## [Written exercise]
Copy the text analysis reference from the sentence containing "Text Transformation and" through the words "Available in compromise/three.", swapping "tense conversion" for "tense shifting".

## [Reading passage]
>>>>>

Text Analysis and Processing

Core text analysis functionality including tokenization, pattern matching, and basic transformations. Available in all module levels.

function nlp(text: string, lexicon?: Lexicon): View;

Text Analysis

Part-of-Speech Tagging and Linguistic Analysis

Advanced linguistic analysis including POS tagging, entity recognition, and grammatical parsing. Available in compromise/two and above.

// Core linguistic methods on View objects
interface LinguisticView extends View {
  verbs(n?: number): Verbs;
  nouns(n?: number): Nouns; 
  adjectives(n?: number): Adjectives;
  adverbs(n?: number): Adverbs;
  people(n?: number): People;
  places(n?: number): View;
  organizations(n?: number): View;
}

Linguistic Analysis

Text Transformation and Conjugation

Text transformation capabilities including verb conjugation, noun pluralization, and tense conversion. Available in compromise/three.

// Text transformation methods
interface TransformationView extends View {
  toPastTense(): View;
  toPresentTense(): View;
  toFutureTense(): View;
  toPlural(): View;
  toSingular(): View;
  normalize(options?: object): View;
}

Text Transformation

Pattern Matching and Search

Advanced pattern matching with flexible syntax for finding and extracting specific text patterns.

// Pattern matching methods
interface PatternView extends View {
  match(pattern: string | Net, group?: string, options?: object): View;
  has(pattern: string | Net, group?: string, options?: object): boolean;
  before(pattern: string | Net, group?: string, options?: object): View;
  after(pattern: string | Net, group?: string, options?: object): View;
}

Pattern Matching

Plugin System and Extension

Plugin system for extending compromise with custom functionality and linguistic models.

<<<<<

## [Recorded information]
>>>>>

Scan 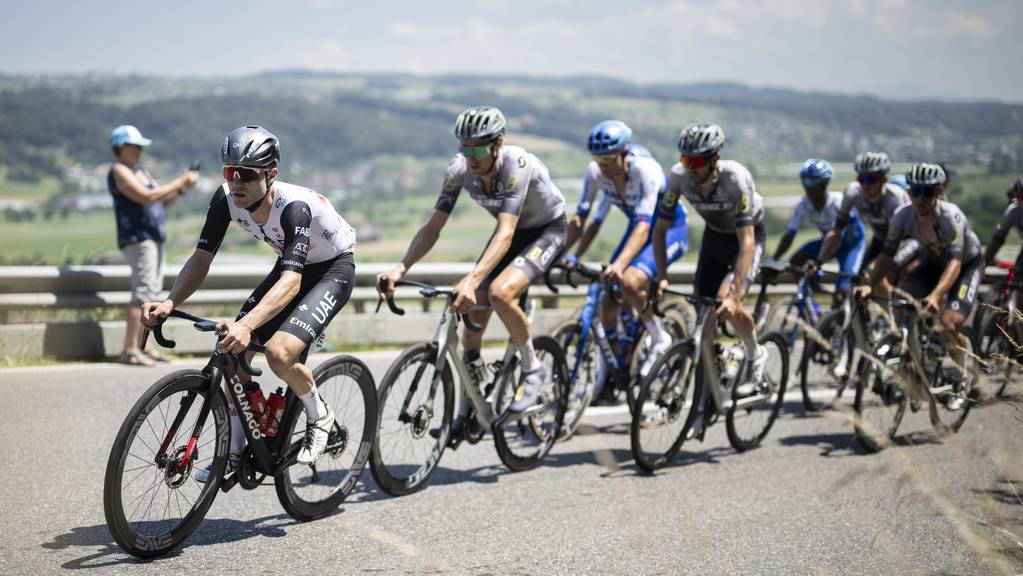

<<<<<

## [Response to the exercise]
Text Transformation and Conjugation

Text transformation capabilities including verb conjugation, noun pluralization, and tense shifting. Available in compromise/three.